Pointing data excerpts
____________________
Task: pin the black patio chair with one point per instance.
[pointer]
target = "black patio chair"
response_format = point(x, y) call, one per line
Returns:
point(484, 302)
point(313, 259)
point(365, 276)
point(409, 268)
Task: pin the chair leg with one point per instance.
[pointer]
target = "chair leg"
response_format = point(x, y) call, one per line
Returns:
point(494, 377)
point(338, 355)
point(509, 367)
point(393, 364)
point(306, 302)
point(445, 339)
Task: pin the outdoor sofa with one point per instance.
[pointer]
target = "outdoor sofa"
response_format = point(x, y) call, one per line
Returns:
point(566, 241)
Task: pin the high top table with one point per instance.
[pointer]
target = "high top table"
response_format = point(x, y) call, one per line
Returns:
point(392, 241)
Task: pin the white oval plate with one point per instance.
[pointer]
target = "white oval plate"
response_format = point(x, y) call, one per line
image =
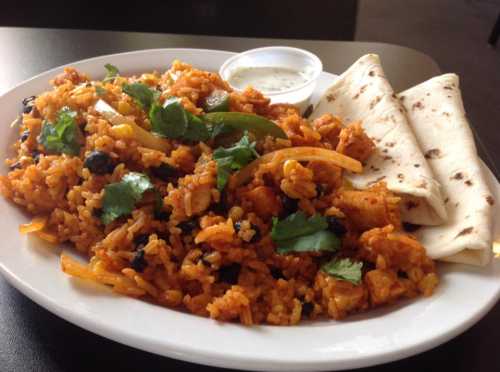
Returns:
point(374, 337)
____________________
Task directions:
Reproduce all of the material above line for line, omitting any pictures.

Exercise answer:
Task: pin the black patio chair with one point per instance.
[pointer]
target = "black patio chair"
response_format = point(x, y) call, one per line
Returns:
point(484, 302)
point(313, 259)
point(365, 276)
point(409, 268)
Task: pin the chair leg with one point per instance.
[pointer]
target = "chair leg"
response_format = point(x, y) call, one per line
Returns:
point(494, 377)
point(338, 355)
point(509, 367)
point(393, 364)
point(306, 302)
point(445, 339)
Task: pin the outdoor sofa with one point per instance.
[pointer]
target = "outdoor sofa"
response_format = point(x, y) call, one per line
Returns:
point(566, 241)
Task: pin the high top table with one point per instance.
[pointer]
target = "high top table"
response_format = point(x, y) call, one per line
Returns:
point(392, 241)
Task: pin the white oval plate with one point per instance.
[pointer]
target = "white oval plate"
response_format = point(x, y) call, one per line
image =
Returns:
point(374, 337)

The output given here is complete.